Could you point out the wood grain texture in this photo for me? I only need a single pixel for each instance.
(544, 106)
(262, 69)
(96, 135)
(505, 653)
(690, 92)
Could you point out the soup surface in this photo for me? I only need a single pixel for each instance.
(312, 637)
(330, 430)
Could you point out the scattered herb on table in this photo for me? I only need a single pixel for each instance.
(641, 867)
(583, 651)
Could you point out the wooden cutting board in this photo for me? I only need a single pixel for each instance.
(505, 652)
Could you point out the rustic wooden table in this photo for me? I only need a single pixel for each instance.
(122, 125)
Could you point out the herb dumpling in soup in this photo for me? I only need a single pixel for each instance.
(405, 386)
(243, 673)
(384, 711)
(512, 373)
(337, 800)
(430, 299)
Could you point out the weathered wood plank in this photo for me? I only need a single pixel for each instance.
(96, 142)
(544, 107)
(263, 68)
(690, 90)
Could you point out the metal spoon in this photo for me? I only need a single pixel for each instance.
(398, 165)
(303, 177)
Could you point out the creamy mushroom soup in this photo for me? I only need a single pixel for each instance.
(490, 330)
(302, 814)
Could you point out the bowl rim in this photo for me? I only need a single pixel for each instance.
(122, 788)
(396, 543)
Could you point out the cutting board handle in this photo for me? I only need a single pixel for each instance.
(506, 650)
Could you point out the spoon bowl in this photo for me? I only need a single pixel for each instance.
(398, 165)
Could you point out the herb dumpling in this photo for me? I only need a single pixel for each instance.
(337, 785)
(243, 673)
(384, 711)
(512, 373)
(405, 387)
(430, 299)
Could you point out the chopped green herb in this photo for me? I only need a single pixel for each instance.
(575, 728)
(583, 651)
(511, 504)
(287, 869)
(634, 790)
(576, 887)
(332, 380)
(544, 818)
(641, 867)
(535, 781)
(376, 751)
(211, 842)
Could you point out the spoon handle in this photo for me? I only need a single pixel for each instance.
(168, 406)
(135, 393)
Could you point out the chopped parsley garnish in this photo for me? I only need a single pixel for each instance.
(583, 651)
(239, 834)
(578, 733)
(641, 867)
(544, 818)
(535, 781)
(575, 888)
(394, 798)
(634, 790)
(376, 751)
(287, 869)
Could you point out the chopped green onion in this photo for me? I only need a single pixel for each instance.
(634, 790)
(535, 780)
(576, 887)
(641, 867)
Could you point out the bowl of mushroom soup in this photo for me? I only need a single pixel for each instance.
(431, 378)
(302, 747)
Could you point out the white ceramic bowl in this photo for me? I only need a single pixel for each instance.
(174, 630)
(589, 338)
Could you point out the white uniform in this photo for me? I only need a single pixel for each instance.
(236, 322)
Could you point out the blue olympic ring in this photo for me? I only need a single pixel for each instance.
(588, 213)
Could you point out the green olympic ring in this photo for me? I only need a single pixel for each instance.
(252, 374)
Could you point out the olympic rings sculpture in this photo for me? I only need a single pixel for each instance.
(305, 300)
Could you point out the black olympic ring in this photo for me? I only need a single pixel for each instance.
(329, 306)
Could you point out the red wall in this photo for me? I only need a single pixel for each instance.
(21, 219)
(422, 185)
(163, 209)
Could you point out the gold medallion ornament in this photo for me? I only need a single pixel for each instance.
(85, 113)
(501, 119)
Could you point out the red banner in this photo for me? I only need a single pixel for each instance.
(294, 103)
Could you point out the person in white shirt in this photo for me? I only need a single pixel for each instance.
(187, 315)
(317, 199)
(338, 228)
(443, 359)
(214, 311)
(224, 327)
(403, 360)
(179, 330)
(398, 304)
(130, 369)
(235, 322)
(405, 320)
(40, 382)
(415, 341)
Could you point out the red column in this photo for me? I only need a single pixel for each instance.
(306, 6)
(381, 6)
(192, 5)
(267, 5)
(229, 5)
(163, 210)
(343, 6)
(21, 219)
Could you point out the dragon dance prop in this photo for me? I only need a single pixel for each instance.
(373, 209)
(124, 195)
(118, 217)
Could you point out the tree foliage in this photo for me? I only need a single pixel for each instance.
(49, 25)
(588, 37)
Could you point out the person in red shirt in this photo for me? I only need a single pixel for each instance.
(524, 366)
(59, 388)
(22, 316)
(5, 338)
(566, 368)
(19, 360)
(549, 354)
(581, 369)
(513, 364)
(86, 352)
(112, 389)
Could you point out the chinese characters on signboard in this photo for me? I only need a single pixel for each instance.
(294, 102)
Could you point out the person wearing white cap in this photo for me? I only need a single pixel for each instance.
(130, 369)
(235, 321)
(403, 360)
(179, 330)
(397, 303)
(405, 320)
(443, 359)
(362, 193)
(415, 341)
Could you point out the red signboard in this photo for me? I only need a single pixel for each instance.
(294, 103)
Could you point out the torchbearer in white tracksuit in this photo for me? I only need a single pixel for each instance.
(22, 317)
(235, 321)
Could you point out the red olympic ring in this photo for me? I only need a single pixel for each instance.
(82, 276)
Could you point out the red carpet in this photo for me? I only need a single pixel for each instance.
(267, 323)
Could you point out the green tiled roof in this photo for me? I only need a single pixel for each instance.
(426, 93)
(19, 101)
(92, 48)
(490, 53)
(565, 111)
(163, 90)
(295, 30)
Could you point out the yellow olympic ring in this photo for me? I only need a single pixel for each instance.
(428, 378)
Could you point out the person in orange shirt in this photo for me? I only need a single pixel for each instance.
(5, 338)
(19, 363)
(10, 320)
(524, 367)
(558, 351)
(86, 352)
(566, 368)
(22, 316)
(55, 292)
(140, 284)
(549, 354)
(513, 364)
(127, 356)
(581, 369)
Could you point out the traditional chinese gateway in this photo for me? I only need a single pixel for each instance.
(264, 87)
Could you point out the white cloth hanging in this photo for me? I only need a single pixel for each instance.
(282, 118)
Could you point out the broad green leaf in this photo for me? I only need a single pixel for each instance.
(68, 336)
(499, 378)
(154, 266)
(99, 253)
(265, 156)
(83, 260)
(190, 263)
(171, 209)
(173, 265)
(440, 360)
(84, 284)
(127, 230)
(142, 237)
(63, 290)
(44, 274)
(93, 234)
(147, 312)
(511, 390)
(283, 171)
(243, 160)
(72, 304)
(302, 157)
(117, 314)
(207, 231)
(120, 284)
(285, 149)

----------

Please copy the whole of the material exactly as written.

**SOLUTION BELOW**
Could you point out the wood grain texture in this photo for me? I only need a single pixel for each instance.
(544, 106)
(262, 69)
(96, 135)
(505, 653)
(690, 92)
Could you point out the soup surface in this photo for me? I only need a single pixel for each instance.
(312, 637)
(330, 430)
Could you point out the scattered herb on table in this photo for me? I only need a single pixel for each instance.
(641, 867)
(583, 651)
Could you point out the wooden cutting board in this photo for me? I only need a single pixel for each instance.
(505, 652)
Could you point out the rustic wooden table in this photo for me? I only need a single pixel for each instance.
(122, 125)
Could you point out the herb dumpling in soup in this photo for me? I only need a single pixel for each instance.
(405, 386)
(243, 673)
(384, 711)
(512, 373)
(337, 800)
(430, 299)
Could you point out the weathered wood plank in this photo for me? I only need a single pixel for each instance.
(96, 142)
(544, 107)
(263, 68)
(690, 90)
Could you point out the metal spoon in this photo for me? I only need a single pixel for each instance.
(398, 165)
(303, 177)
Could you point out the creamy mushroom soup in this photo for me? I only need a single pixel for each instance.
(490, 330)
(302, 814)
Could you point out the bowl rim in this photo for me? I only need a single pixel for each instance.
(122, 788)
(396, 543)
Could you point out the cutting board handle in this photo for me? I only need a single pixel for each instance.
(506, 650)
Could you point out the spoon bowl in this photo for me? I only need a single pixel for each instance.
(398, 165)
Could you point out the herb dumpling in this photo for me? I only need a single pixel for each instance.
(337, 785)
(243, 673)
(384, 711)
(512, 373)
(405, 387)
(430, 299)
Could you point out the chopped green herb in this photo for me? I only need a single pixel for each instance.
(575, 728)
(583, 651)
(511, 504)
(287, 869)
(634, 790)
(576, 887)
(332, 380)
(544, 818)
(641, 867)
(535, 781)
(376, 751)
(211, 842)
Could you point out the spoon handle in this photo for me? I only need a single pixel for each instance.
(168, 406)
(135, 393)
Could you point out the chopped parsley garnish in this photo for me? I only need a single pixel for each instance.
(583, 651)
(239, 834)
(578, 733)
(641, 867)
(544, 818)
(535, 781)
(575, 888)
(394, 798)
(634, 790)
(376, 751)
(287, 869)
Could you point out the chopped green onion in this photo for me? I only need a single pixel for each instance.
(634, 790)
(535, 780)
(576, 887)
(641, 867)
Could you point out the bowl of mushroom soup in this photo for me? I only need a single pixel for each instance.
(431, 378)
(302, 747)
Could you point out the white ceramic bowl in this photo for me? I only need a single pixel for each instance.
(174, 630)
(589, 338)
Could you point out the white uniform in this photo for me? I only need a single pixel for each instance.
(236, 322)
Could you point out the blue olympic ring in this photo for me? I only need a single pixel for each instance.
(588, 213)
Could you point out the green olympic ring in this photo for me? I only need a single pixel for each instance.
(252, 374)
Could you point out the olympic rings sculpture in this photo for me? I only need a single pixel for each instance.
(305, 300)
Could you point out the black olympic ring in this photo for me? I only need a single pixel for each instance.
(329, 306)
Could you point out the red wall in this photo for me? I only need a single pixel for each instance.
(21, 219)
(422, 185)
(163, 209)
Could you point out the gold medallion ornament in this photo for me? I only need a single pixel for each instance.
(85, 113)
(501, 119)
Could you point out the red banner in this photo for me? I only need a single pixel for each instance.
(294, 103)
Could you point out the person in white shirt in this photo for me? I only need a single pixel for each instance.
(187, 315)
(317, 199)
(338, 228)
(443, 359)
(214, 311)
(224, 327)
(403, 360)
(179, 330)
(398, 304)
(130, 369)
(235, 322)
(405, 320)
(40, 382)
(415, 341)
Could you point out the red column in this photo for me? I only need a single pixel for each instance.
(306, 6)
(381, 6)
(192, 5)
(267, 5)
(229, 5)
(163, 210)
(343, 6)
(21, 219)
Could you point out the dragon dance prop in this photo for me? I only need a single pixel for each instance.
(373, 209)
(124, 195)
(118, 217)
Could you point out the tree foliage in this photo for me? I only need a single pixel for each instance.
(49, 25)
(588, 37)
Could you point out the person in red shirt in this photo for me? I only need a single pixel for each instance.
(524, 366)
(59, 388)
(22, 316)
(5, 338)
(566, 368)
(19, 360)
(549, 354)
(581, 369)
(513, 364)
(86, 352)
(112, 389)
Could you point out the chinese characters on signboard in this photo for me? I only need a single pixel for each instance.
(294, 102)
Could you point out the person wearing white cap in this photo for me? I only need a single pixel for each instance.
(130, 369)
(235, 321)
(403, 360)
(179, 330)
(397, 303)
(405, 320)
(443, 359)
(362, 193)
(415, 341)
Could you point out the red signboard in this photo for me? I only need a single pixel for each instance.
(294, 103)
Could you point out the torchbearer in white tracksuit in this photo for me? I only need a single pixel for each instance.
(22, 317)
(235, 321)
Could you point out the red olympic ring in this photo for me? I only need a single pixel for each instance.
(82, 276)
Could you point out the red carpet in this photo for me? I only need a single pixel for each instance.
(267, 323)
Could you point out the green tiled roof in this photo for me? I only need a single pixel for each instance.
(426, 93)
(19, 101)
(92, 48)
(490, 53)
(565, 111)
(163, 90)
(295, 30)
Could you point out the yellow olympic ring in this photo for me? I only need a single pixel for each instance.
(428, 378)
Could you point out the person in orange shirt in this photo for me? I only need a single pixel for each instance.
(5, 338)
(19, 363)
(10, 320)
(524, 367)
(558, 351)
(86, 352)
(566, 368)
(22, 316)
(55, 292)
(140, 284)
(549, 354)
(513, 364)
(127, 356)
(581, 369)
Could you point out the traditional chinese gateway in this photo for me? I only need a single pixel for each instance.
(264, 87)
Could you point out the white cloth hanging in this photo for me? I only need a single pixel for each instance.
(282, 118)
Could you point out the broad green leaf in this photo for me? I only need a single pixel for each instance.
(68, 336)
(499, 378)
(154, 266)
(99, 253)
(265, 156)
(83, 260)
(190, 263)
(171, 209)
(173, 265)
(440, 360)
(84, 284)
(127, 230)
(142, 237)
(63, 290)
(44, 274)
(93, 234)
(147, 312)
(511, 390)
(283, 171)
(243, 160)
(72, 304)
(302, 157)
(117, 314)
(207, 231)
(120, 284)
(285, 149)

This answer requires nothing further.